Screening of a novel synthetic space achieves white-light emission
Rare-earth doped upconversion nanoparticles (UCNPs) have been of great interest for biological imaging and security applications. For white light emission, UCNPs are a promising alternative to commonly used heterogeneous materials (e.g. polymers, organic compounds and quantum dots). Such heterogeneous systems bring multiple problems, such as phase separation, energy transfer, low stability, and the need for multiple excitation sources. Most of these can be overcome by using a homogeneous system, such as UCNPs. Additionally, UCNPs are nontoxic and thus a good alternative to quantum dots, for example. However, precision tuning of the properties of UCNPs is a non-trivial task due to their sensitivity and complexity.
Shangkun Li and coworkers from the deMello Group have developed a novel synthetic route to the fabrication of UCNPs with precisely-tuned emission characteristics. The synthesis was performed in a segmented flow microfluidic reactor, which eliminated cross contamination. In this reactor, the elemental components of the synthesis were separated into individual precursors, allowing precise tuning of doping concentrations and precursor ratios. Equipped with inline photoluminescence spectroscopy, the reactor allowed for real-time parameter screening and synthesis optimization.

### [What to work on]
Reproduce the full text on upconversion nanoparticles word for word. The entries that come next are separate material with no connection to the text on upconversion nanoparticles.

### [Record extracts]
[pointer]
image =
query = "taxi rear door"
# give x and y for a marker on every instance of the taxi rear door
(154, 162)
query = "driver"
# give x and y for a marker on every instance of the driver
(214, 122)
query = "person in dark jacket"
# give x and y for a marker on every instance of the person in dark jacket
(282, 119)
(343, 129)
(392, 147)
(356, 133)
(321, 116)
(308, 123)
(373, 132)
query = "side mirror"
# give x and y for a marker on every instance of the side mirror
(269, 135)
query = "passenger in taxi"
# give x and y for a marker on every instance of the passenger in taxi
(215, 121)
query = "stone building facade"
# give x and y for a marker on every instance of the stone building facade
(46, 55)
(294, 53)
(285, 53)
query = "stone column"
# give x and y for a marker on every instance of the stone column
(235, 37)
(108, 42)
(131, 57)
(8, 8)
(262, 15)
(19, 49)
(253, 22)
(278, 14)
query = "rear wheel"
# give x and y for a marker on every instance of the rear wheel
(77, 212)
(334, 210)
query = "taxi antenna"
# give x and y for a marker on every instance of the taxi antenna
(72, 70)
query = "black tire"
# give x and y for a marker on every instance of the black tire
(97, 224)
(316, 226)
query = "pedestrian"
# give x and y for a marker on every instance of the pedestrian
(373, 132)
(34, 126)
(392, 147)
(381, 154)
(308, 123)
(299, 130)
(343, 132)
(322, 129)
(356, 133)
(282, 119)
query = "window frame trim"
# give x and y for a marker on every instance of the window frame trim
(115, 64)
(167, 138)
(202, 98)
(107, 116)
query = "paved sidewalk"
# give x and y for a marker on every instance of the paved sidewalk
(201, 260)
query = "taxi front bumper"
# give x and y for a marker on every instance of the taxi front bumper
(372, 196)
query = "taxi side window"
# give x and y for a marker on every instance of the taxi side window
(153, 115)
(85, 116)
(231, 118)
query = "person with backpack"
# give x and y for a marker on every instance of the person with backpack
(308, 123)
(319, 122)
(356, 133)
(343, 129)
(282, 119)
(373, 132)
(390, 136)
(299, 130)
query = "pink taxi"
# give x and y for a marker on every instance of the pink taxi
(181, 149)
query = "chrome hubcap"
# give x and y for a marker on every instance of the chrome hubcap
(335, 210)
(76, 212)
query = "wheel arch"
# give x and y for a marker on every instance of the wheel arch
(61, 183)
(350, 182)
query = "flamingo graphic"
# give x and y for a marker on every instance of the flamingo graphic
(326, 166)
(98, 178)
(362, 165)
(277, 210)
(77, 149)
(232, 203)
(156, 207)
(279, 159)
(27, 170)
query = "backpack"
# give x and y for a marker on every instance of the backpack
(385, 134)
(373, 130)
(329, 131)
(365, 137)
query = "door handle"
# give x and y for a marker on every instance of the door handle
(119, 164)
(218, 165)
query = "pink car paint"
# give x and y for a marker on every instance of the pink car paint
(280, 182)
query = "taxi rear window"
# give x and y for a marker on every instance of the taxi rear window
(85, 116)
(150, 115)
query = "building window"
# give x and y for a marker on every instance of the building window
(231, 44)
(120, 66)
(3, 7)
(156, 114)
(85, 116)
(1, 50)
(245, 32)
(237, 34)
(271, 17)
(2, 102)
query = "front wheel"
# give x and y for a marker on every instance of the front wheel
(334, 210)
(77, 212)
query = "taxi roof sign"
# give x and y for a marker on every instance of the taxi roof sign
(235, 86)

### [Exercise result]
Screening of a novel synthetic space achieves white-light emission
Rare-earth doped upconversion nanoparticles (UCNPs) have been of great interest for biological imaging and security applications. For white light emission, UCNPs are a promising alternative to commonly used heterogeneous materials (e.g. polymers, organic compounds and quantum dots). Such heterogeneous systems bring multiple problems, such as phase separation, energy transfer, low stability, and the need for multiple excitation sources. Most of these can be overcome by using a homogeneous system, such as UCNPs. Additionally, UCNPs are nontoxic and thus a good alternative to quantum dots, for example. However, precision tuning of the properties of UCNPs is a non-trivial task due to their sensitivity and complexity.
Shangkun Li and coworkers from the deMello Group have developed a novel synthetic route to the fabrication of UCNPs with precisely-tuned emission characteristics. The synthesis was performed in a segmented flow microfluidic reactor, which eliminated cross contamination. In this reactor, the elemental components of the synthesis were separated into individual precursors, allowing precise tuning of doping concentrations and precursor ratios. Equipped with inline photoluminescence spectroscopy, the reactor allowed for real-time parameter screening and synthesis optimization.